PROBLEMS TO WORK ON.
1. Quote the passage of the Kindle case forum thread between "One thing not" and "BorsaBella case instead.", inclusive.
2. Write what comes next in the Kindle case forum thread, picking up after its final line.

##### TEXT SHOWN

One thing not mentioned--the BorsaBella bags are washable; the Janine King Designs are not.  I have several of those fabrics as covers for a semi custom camera bag, and let me tell you they get DIRTY when you shoot on location.  Dry clean only is not the way to go, and was actually my biggest deciding factor in buying the BorsaBella case instead.

I love those upholstery weight fabrics, I really do, and it would be fun to get Kindle cases & laptop sleeves & such to match my camera stuff....but after what I've gone through to keep those looking halfway nice, there's no way that a case that gets tossed into my purse daily will be anything other than washable.


----------



## avidreader8891 (Mar 11, 2009)

You know I checked out this board specifically to find out what others thought of Janine King's cases and the nasty threads here against her have swayed me in her favor.

It looks to me like Borsa Bella is trashing Janine King, not the other way around. Check out their Kindle cover listings on Etsy and see for yourself. Also, Janine King is getting great feedback about her kindle covers : http://www.etsy.com/feedback_public.php?user_id=78675

JK came out with hers just a couple of days after BB did. I don't think she could have copied anyone that fast. My guess is that hers were well in the works and BB just beat her to the punch. Another thing, take a look and you'll see that JK has been selling laptop bags and padded cases on Etsy for a long time and her Kindle cover looks very similar to her other bags. I think it's unfair to say she copied BB.


----------



## avidreader8891 (Mar 11, 2009)

Oh and one last thing, I honestly don't see what the big deal is with being washable. In any case, Janine King's  bags are washable.  This is what it says in the description:  

► CARE INSTRUCTIONS: spot clean with damp cloth, hand wash or for best results dry clean.

##########
##### GIVEN INFORMATION

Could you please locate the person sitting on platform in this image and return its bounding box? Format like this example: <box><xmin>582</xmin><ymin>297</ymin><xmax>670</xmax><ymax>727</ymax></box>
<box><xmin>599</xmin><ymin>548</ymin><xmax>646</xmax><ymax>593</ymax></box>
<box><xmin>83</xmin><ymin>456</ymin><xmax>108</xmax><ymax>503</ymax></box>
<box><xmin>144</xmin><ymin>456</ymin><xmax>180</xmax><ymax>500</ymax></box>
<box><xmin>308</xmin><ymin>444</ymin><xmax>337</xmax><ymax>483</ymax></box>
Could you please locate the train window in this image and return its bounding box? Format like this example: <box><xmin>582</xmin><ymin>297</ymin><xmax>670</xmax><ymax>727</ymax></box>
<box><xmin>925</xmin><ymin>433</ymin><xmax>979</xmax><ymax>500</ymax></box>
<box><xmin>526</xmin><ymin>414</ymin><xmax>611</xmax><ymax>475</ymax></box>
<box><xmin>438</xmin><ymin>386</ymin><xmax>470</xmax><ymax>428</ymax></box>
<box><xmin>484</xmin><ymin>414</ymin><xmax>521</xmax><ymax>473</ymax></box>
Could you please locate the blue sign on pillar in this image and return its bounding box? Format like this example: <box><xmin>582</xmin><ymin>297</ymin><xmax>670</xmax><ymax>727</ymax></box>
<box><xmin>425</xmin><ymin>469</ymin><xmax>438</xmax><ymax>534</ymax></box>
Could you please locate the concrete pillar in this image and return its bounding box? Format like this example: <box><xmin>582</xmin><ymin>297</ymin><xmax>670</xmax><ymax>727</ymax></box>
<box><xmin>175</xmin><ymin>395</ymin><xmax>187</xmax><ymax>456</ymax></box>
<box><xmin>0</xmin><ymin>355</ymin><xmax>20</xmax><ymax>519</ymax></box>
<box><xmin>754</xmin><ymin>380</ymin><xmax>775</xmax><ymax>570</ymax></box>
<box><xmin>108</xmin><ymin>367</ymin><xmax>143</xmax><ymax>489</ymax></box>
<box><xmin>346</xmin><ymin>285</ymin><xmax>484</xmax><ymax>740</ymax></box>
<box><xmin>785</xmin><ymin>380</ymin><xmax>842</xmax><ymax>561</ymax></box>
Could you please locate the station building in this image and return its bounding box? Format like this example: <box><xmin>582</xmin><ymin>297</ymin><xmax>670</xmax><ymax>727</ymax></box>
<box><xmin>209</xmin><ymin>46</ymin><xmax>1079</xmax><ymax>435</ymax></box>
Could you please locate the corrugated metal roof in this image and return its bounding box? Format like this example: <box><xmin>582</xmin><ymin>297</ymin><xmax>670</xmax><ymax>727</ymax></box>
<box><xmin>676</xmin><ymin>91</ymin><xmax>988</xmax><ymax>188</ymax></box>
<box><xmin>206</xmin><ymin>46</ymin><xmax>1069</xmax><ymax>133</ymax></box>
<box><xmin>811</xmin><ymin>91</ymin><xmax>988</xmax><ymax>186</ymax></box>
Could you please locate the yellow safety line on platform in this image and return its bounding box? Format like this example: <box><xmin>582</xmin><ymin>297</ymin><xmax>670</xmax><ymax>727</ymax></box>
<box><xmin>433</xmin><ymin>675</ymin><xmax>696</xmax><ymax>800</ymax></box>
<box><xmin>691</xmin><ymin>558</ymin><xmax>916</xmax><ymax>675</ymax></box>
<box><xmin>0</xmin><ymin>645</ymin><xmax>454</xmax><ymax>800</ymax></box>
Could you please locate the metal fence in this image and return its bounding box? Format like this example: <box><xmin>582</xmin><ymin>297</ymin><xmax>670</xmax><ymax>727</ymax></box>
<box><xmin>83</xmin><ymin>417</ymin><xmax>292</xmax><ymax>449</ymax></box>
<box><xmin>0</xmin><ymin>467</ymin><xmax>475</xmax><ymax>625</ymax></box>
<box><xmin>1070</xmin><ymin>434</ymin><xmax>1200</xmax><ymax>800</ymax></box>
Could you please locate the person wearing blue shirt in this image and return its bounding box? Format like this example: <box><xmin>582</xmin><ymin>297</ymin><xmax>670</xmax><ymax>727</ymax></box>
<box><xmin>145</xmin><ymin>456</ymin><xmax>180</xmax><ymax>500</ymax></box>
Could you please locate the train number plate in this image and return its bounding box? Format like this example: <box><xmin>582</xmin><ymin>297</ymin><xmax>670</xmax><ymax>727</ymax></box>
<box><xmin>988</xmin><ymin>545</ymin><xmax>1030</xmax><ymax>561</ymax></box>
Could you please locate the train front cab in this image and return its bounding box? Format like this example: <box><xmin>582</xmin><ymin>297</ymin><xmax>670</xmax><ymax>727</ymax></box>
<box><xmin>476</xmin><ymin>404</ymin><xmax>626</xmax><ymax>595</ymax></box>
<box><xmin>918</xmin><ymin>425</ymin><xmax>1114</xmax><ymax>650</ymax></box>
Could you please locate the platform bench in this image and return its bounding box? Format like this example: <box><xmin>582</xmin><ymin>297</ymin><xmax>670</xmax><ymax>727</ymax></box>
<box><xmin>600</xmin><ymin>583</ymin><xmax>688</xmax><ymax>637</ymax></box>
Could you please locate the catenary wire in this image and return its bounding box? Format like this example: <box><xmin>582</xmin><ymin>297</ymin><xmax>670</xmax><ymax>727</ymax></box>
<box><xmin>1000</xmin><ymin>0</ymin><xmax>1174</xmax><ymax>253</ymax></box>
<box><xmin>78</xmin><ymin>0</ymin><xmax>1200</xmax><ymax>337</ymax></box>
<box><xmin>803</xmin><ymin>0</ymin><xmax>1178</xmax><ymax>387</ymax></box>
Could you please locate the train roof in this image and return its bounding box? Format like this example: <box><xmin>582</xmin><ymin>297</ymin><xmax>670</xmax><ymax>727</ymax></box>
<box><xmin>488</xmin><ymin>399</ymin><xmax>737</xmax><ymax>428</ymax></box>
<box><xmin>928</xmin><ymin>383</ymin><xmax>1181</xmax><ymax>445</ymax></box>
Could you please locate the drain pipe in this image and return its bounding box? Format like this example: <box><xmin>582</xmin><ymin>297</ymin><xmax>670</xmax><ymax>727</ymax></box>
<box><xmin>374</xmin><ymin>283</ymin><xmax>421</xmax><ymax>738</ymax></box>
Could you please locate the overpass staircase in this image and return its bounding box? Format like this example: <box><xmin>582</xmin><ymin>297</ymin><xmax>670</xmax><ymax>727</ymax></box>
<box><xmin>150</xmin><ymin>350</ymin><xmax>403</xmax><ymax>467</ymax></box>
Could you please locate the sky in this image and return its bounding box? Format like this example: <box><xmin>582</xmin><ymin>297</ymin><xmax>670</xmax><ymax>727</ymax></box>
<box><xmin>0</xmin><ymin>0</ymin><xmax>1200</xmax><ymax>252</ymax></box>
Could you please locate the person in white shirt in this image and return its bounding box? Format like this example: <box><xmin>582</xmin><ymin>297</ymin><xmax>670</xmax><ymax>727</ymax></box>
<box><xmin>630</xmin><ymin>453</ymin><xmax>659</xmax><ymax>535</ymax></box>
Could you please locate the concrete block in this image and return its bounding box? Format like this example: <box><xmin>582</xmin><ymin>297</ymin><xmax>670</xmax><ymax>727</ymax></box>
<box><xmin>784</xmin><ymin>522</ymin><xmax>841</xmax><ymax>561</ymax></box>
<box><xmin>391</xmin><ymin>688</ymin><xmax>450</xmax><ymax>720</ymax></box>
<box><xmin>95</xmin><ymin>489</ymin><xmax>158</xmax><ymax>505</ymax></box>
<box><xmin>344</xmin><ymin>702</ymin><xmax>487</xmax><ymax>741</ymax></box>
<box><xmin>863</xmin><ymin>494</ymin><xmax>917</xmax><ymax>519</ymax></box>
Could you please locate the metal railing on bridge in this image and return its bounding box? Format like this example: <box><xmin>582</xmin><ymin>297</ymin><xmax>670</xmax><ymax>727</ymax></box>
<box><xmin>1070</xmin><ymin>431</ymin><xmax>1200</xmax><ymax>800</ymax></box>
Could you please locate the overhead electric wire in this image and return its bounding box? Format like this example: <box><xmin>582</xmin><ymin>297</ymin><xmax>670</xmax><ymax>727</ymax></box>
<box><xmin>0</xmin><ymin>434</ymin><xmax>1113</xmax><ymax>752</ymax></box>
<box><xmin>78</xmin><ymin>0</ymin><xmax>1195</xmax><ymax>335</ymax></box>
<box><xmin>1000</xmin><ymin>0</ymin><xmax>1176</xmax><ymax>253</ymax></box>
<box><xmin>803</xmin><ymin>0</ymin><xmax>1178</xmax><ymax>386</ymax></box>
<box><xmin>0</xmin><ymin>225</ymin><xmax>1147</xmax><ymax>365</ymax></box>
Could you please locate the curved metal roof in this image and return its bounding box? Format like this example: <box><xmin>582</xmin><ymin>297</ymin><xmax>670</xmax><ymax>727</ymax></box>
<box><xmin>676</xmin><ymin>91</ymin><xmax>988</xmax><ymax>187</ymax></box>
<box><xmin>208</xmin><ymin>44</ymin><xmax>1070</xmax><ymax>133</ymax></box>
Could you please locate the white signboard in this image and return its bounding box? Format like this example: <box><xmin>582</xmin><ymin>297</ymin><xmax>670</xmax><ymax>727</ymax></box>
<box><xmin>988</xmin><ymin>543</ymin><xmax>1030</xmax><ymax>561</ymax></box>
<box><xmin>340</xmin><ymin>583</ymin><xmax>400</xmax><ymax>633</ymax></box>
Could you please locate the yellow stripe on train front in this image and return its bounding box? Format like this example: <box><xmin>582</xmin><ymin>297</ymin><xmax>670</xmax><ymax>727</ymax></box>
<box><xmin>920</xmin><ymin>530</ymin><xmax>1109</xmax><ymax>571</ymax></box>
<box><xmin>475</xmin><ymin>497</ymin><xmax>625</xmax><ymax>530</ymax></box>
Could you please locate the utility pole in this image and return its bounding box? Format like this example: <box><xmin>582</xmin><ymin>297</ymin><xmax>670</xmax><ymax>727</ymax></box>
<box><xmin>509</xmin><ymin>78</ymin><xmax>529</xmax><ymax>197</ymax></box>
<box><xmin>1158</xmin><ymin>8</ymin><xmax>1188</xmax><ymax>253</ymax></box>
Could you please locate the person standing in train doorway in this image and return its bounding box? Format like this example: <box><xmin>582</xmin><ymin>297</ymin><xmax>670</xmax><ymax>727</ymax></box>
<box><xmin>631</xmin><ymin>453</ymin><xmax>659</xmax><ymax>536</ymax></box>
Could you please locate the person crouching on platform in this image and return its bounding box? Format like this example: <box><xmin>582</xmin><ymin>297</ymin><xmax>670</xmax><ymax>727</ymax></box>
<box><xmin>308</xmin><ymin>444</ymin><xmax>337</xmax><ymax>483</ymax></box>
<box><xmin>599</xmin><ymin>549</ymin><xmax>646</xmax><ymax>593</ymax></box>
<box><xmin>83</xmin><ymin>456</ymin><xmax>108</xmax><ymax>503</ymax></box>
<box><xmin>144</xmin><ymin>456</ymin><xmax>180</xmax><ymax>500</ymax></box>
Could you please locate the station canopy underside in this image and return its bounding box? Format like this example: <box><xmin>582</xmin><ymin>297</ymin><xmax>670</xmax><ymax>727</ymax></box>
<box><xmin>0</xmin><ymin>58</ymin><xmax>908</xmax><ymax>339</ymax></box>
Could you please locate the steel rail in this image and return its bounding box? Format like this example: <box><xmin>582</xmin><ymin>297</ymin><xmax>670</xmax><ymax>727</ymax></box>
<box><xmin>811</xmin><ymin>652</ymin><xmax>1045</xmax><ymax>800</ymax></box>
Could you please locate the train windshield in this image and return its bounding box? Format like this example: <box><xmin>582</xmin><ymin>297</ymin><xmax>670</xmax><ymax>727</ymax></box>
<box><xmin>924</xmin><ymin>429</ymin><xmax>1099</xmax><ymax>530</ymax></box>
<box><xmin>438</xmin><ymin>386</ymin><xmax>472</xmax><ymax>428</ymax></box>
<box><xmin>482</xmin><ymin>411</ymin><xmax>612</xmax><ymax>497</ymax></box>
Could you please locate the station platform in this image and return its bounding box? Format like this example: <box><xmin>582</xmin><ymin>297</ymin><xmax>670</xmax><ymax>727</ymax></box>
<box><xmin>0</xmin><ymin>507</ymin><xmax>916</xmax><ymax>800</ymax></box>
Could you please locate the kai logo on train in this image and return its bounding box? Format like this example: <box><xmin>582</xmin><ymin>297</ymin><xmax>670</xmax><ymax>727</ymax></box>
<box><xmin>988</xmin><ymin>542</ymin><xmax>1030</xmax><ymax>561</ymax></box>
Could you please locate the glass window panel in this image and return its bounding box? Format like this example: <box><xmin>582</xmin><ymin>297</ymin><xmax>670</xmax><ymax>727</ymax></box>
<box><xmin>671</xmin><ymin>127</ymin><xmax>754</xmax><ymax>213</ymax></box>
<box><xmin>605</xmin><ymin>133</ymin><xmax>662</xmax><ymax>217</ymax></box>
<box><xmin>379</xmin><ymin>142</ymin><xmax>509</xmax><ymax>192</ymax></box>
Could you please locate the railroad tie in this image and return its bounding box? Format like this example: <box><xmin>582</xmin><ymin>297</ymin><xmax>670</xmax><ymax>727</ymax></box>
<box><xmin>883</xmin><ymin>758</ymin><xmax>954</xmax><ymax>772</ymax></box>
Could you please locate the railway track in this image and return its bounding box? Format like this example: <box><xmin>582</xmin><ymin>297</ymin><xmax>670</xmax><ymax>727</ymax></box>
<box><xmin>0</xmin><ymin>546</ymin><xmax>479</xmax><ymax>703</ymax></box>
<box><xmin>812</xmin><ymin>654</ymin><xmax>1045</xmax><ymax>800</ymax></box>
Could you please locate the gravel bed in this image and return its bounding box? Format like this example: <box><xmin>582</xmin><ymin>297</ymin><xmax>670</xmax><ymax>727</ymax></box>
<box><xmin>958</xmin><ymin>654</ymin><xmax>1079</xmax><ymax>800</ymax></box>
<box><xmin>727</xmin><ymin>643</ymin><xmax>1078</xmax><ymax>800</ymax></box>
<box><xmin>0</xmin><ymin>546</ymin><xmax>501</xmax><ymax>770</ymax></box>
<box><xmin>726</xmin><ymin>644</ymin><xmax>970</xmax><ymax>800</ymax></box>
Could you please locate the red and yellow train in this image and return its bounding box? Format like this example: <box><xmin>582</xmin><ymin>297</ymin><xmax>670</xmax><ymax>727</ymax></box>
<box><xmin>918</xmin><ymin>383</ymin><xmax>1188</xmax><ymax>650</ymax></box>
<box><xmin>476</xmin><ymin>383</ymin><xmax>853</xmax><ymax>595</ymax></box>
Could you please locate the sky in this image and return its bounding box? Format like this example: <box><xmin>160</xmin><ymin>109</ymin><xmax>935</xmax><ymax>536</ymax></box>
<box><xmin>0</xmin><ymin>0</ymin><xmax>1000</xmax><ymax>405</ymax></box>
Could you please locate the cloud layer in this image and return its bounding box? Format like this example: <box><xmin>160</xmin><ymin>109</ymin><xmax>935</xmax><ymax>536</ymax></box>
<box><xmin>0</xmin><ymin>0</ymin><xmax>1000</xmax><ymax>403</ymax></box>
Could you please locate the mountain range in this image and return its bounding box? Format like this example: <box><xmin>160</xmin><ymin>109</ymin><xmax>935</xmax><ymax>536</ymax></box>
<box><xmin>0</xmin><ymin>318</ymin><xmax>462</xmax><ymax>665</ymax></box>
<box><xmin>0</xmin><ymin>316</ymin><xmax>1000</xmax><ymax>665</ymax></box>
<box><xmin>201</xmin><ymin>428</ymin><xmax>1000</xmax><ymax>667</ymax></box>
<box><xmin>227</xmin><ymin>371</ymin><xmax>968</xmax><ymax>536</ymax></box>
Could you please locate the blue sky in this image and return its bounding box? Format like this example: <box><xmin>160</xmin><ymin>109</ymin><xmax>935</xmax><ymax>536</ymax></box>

##########

TASK-BY-TASK ANSWERS.
1.
One thing not mentioned--the BorsaBella bags are washable; the Janine King Designs are not.  I have several of those fabrics as covers for a semi custom camera bag, and let me tell you they get DIRTY when you shoot on location.  Dry clean only is not the way to go, and was actually my biggest deciding factor in buying the BorsaBella case instead.

2.
----------



## pidgeon92 (Oct 27, 2008)

Well alrighty then.


----------



## stargazer0725 (Feb 10, 2009)

"The lady doth protest too much, methinks."  (in the venerable words of Mr. Shakespeare)


----------



## kevindorsey (Mar 4, 2009)

I don't know if washing is important to me, so leather is probably the way to go.


----------



## Kindgirl (Jan 31, 2009)

I was looking at those too, in the end I only care if it's the right bag for me (material, pattern, price, shipping costs, etc) I'll order it.  

Not I have any knowledge of either seller or preference, but for the record, the very first day when people started talking about BorsaBella bags I looked at them and then started poking around the Etsy site because I'd never seen it before.  That first day I found Janine's bags already for sale there as well.  I don't think she is copying BorsaBella, personally, but I can't really say for sure one way or the other because we're not BFFs or anything.   

As for the other negative stuff, I had no idea...


----------



## Kind (Jan 28, 2009)

I've heard great things about Melissa but I can't say anything positive or negative about the other suppliers since I've never heard of them or dealt with them. Just shoot the others an e-mail and ask some questions. You can decide by how they respond to you and such.


----------



## kari (Feb 15, 2009)

avidreader8891 said:


> You know I checked out this board specifically to find out what others thought of Janine King's cases and the nasty threads here against her have swayed me in her favor.
> 
> It looks to me like Borsa Bella is trashing Janine King, not the other way around. Check out their Kindle cover listings on Etsy and see for yourself. Also, Janine King is getting great feedback about her kindle covers : http://www.etsy.com/feedback_public.php?user_id=78675
> 
> JK came out with hers just a couple of days after BB did. I don't think she could have copied anyone that fast. My guess is that hers were well in the works and BB just beat her to the punch. Another thing, take a look and you'll see that JK has been selling laptop bags and padded cases on Etsy for a long time and her Kindle cover looks very similar to her other bags. I think it's unfair to say she copied BB.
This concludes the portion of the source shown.